### WHAT TO DO
Convert every line of the items below into a JSON list of strings, one string per line, with blank lines omitted.

Start of DATA TO USE

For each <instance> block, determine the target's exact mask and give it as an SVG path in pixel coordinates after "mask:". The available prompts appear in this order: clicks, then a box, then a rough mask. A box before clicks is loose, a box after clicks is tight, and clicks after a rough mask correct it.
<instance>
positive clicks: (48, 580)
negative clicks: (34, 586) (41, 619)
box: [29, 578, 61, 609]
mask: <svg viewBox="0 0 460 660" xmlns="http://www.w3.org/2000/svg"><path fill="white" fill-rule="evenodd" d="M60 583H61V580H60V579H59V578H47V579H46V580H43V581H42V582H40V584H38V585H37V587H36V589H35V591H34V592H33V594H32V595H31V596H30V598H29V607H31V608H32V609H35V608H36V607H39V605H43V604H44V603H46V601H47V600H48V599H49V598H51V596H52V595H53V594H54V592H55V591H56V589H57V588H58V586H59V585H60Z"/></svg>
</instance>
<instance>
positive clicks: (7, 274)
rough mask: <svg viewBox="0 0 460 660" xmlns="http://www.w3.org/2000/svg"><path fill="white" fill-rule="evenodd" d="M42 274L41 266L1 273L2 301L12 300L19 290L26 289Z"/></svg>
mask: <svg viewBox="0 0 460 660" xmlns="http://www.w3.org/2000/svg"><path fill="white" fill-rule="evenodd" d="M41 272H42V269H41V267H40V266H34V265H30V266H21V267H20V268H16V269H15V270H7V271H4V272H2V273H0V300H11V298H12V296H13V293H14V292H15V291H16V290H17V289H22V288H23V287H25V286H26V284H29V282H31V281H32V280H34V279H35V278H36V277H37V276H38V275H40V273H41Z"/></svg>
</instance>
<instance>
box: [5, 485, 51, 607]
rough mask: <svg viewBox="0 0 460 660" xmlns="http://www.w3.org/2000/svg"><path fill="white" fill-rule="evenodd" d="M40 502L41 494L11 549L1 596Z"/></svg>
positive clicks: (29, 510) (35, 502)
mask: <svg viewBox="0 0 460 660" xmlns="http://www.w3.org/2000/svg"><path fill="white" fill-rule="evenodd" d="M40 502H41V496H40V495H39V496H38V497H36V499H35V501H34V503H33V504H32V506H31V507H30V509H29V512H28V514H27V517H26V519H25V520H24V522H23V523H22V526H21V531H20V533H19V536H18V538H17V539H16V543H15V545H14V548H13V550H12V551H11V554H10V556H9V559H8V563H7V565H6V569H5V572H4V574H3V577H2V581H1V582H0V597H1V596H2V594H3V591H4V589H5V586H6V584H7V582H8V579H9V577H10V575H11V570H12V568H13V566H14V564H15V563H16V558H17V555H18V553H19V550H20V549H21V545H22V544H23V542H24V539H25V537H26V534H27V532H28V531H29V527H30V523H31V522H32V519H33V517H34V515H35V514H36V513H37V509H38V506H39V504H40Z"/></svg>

End of DATA TO USE

### ANSWER SPACE
[
  "For each <instance> block, determine the target's exact mask and give it as an SVG path in pixel coordinates after \"mask:\". The available prompts appear in this order: clicks, then a box, then a rough mask. A box before clicks is loose, a box after clicks is tight, and clicks after a rough mask correct it.",
  "<instance>",
  "positive clicks: (48, 580)",
  "negative clicks: (34, 586) (41, 619)",
  "box: [29, 578, 61, 609]",
  "mask: <svg viewBox=\"0 0 460 660\" xmlns=\"http://www.w3.org/2000/svg\"><path fill=\"white\" fill-rule=\"evenodd\" d=\"M60 583H61V580H60V579H59V578H47V579H46V580H43V581H42V582H40V584H38V585H37V587H36V589H35V591H34V592H33V594H32V595H31V596H30V598H29V607H31V608H32V609H35V608H36V607H39V605H43V604H44V603H46V601H47V600H48V599H49V598H51V596H52V595H53V594H54V592H55V591H56V589H57V588H58V586H59V585H60Z\"/></svg>",
  "</instance>",
  "<instance>",
  "positive clicks: (7, 274)",
  "rough mask: <svg viewBox=\"0 0 460 660\" xmlns=\"http://www.w3.org/2000/svg\"><path fill=\"white\" fill-rule=\"evenodd\" d=\"M42 274L41 266L1 273L2 301L12 300L19 290L26 289Z\"/></svg>",
  "mask: <svg viewBox=\"0 0 460 660\" xmlns=\"http://www.w3.org/2000/svg\"><path fill=\"white\" fill-rule=\"evenodd\" d=\"M41 272H42V269H41V267H40V266H34V265H30V266H21V267H20V268H16V269H15V270H7V271H4V272H2V273H0V300H11V298H12V296H13V293H14V292H15V291H16V290H17V289H22V288H23V287H25V286H26V284H29V282H31V281H32V280H34V279H35V278H36V277H37V276H38V275H40V273H41Z\"/></svg>",
  "</instance>",
  "<instance>",
  "box: [5, 485, 51, 607]",
  "rough mask: <svg viewBox=\"0 0 460 660\" xmlns=\"http://www.w3.org/2000/svg\"><path fill=\"white\" fill-rule=\"evenodd\" d=\"M40 502L41 494L11 549L1 596Z\"/></svg>",
  "positive clicks: (29, 510) (35, 502)",
  "mask: <svg viewBox=\"0 0 460 660\" xmlns=\"http://www.w3.org/2000/svg\"><path fill=\"white\" fill-rule=\"evenodd\" d=\"M40 502H41V496H40V495H39V496H38V497H36V499H35V501H34V503H33V504H32V506H31V507H30V509H29V512H28V514H27V517H26V519H25V520H24V522H23V523H22V526H21V531H20V533H19V536H18V538H17V539H16V543H15V545H14V548H13V550H12V551H11V554H10V556H9V559H8V563H7V565H6V569H5V572H4V574H3V577H2V581H1V582H0V597H1V596H2V594H3V591H4V589H5V586H6V584H7V582H8V579H9V577H10V575H11V570H12V568H13V566H14V564H15V563H16V558H17V555H18V553H19V550H20V549H21V545H22V544H23V542H24V539H25V537H26V534H27V532H28V531H29V527H30V523H31V522H32V519H33V517H34V515H35V514H36V513H37V509H38V506H39V504H40Z\"/></svg>"
]